**Instruction:**
Omit all pictures, then retype the data exactly as given.

**Data:**

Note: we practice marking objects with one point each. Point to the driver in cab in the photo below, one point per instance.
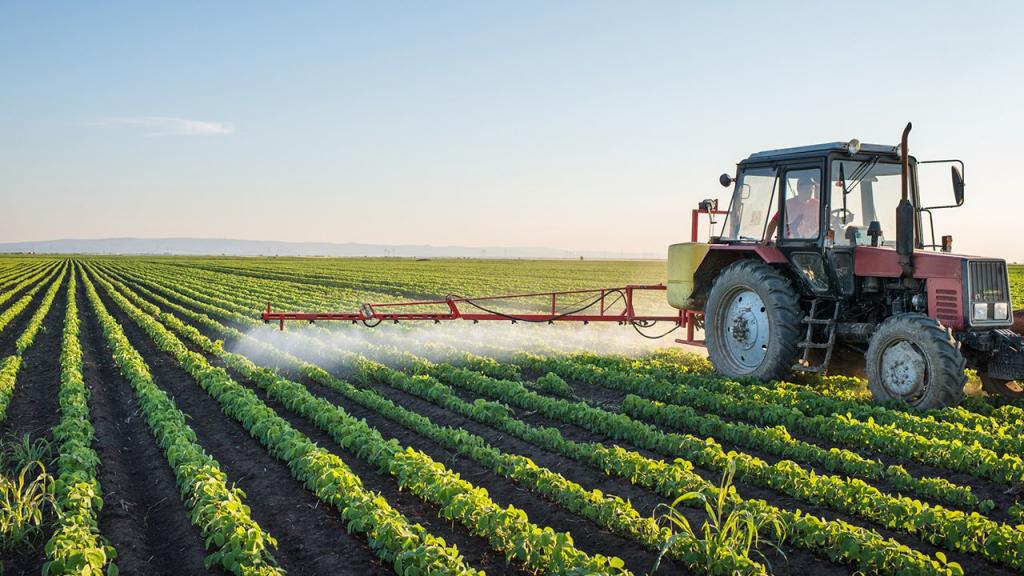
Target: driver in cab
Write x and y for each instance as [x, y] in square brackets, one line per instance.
[802, 211]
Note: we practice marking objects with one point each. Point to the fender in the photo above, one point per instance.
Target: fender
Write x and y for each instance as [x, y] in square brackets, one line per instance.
[722, 255]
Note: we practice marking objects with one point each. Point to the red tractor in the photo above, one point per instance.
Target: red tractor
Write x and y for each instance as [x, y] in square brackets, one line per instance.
[821, 258]
[822, 251]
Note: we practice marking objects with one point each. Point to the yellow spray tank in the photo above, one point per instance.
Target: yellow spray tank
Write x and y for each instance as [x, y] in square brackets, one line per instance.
[683, 261]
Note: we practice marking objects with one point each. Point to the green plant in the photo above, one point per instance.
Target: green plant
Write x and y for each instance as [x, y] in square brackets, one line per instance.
[728, 532]
[17, 452]
[22, 504]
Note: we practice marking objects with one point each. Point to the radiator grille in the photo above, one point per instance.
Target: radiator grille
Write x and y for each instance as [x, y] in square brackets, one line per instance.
[947, 306]
[988, 281]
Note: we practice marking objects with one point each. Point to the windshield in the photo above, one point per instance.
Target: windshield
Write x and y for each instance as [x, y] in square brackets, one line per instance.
[872, 192]
[751, 204]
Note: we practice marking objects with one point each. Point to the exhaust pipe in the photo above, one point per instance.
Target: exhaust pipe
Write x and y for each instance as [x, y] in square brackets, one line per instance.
[905, 211]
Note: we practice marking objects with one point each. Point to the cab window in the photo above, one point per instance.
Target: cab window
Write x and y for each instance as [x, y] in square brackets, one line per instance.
[803, 204]
[752, 203]
[872, 190]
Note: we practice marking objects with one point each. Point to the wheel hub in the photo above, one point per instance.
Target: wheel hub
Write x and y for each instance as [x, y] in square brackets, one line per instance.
[747, 322]
[904, 370]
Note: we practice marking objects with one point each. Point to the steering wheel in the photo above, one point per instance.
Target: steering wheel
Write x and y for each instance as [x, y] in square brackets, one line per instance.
[840, 218]
[842, 215]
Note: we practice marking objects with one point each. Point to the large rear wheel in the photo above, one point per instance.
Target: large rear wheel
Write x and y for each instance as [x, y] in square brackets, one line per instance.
[911, 358]
[752, 322]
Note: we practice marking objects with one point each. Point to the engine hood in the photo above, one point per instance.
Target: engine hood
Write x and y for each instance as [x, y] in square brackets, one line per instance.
[883, 262]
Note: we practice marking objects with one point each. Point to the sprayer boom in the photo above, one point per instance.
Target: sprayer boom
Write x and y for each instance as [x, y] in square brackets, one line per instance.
[606, 304]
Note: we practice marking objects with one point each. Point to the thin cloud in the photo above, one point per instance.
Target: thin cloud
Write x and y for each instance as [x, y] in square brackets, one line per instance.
[168, 126]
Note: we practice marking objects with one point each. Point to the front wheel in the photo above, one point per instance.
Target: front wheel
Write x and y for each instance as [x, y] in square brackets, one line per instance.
[911, 358]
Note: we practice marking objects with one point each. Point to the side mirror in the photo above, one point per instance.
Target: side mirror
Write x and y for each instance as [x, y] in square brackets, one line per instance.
[957, 186]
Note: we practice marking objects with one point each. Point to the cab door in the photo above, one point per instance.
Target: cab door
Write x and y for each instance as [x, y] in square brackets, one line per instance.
[803, 221]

**Written solution:**
Note: we practice marking objects with one point each. Point to the driver in cab in the photo below, one point per instance.
Target: driver in cab
Write x and y for each instance as [x, y] in square brackets, one line per instance.
[802, 211]
Note: we practice marking objects with one point each. Point to the fender in the photo above, one point per instance.
Target: fender
Write x and y for each instance as [x, y] in square brackets, one line per instance.
[722, 255]
Note: we practice marking objects with one point each. Point to the red tractor in the photo above, one point per instance.
Target: red tractor
Write x and y for each instance as [x, y] in square brackets, one line per instance.
[821, 258]
[822, 251]
Note: we practice marking objects with one point each. Point to the yellow spray tank in the photo above, one point per instance.
Target: yellow spray tank
Write x and y for each instance as [x, y] in square brackets, one line per instance.
[683, 261]
Note: we practice marking objects with one point each. Point to the green plant in the photo above, one point per instance.
Target: green plant
Write x and y for each instance as [x, y] in square brackets, one line per instance.
[728, 532]
[17, 452]
[22, 504]
Note: we practice marking objects with one point each. Point to the radiator grille in the photo above, one point per instance.
Target: radiator grille
Write x and y for each instance as [x, y] in square brackets, one line per instance.
[947, 306]
[988, 281]
Note: we practice marking objects with one point each. Point to the windshield in the photo above, one point per instance.
Target: windshield
Write x and y for each instance as [x, y] in square brackets, one line per instance.
[872, 192]
[751, 204]
Note: we practice marking objects with one point each. Point to the exhaust pipe in the photo above, one point per instance.
Target: exhaust pipe
Write x and y for each instance as [x, y] in square brackets, one line per instance.
[905, 211]
Note: we practice marking objects with one point each. Point to the cab window in the photo above, one point per instance.
Target: cab window
Write x and y for each instance as [x, y] in square brackets, one line per instance.
[803, 204]
[752, 203]
[872, 190]
Note: we practice marking objects with one point each. Point to the wheel hub in the photo above, one point per instance.
Target: wheel hub
Write x and y for each instance as [x, y] in square brackets, one line per instance.
[747, 322]
[904, 370]
Note: we practice marking objects with one point each. Point to the steering wheel in the photo above, one point per instance.
Target: steering wheel
Write x and y for each instance as [x, y] in square brackets, one line per instance.
[840, 218]
[842, 215]
Note: we practice marking objects with one point each. Point to the large rear wheel in the photo above, one point per instance.
Target: large rear wheel
Write x and y for each instance as [x, y] in square brackets, one line per instance.
[911, 358]
[752, 322]
Note: we practice marking objects with one point each. Point to the engine hood in the photo above, one point per instance.
Target: engine hood
Write x and y for each instance as [x, y] in square brackets, one line per instance.
[883, 262]
Note: we practice marking objects with one point each. Point to the sprayer boom in the photo above, one point per instance.
Target: sprayer boom
Write x and y for each instance as [x, y] in square brackets, one line per instance.
[606, 304]
Note: we practice marking objects with one point each. Point to the thin cloud in the photo above, one point per instance.
Target: thin cloud
Write x and y for each instance as [x, y] in square brackets, one line per instance.
[168, 126]
Note: we practice marking objects with one point each. Point to the front wheel in the photo above, one point per instance.
Target: front wheel
Write x and y for each instance as [x, y] in square brackets, one line per instance.
[911, 358]
Note: we practice marking objects with one point each. Point to the side mirror in the photo above, one point per instance.
Target: side mirror
Write x and y for each instance as [x, y] in square brackets, one line per instance.
[957, 186]
Note: we practice marking objects with one point each. Point to the cab door in the photo above, one point per instance.
Target: cab door
Write x and y for each instance as [x, y] in square brackets, one line per instance.
[803, 221]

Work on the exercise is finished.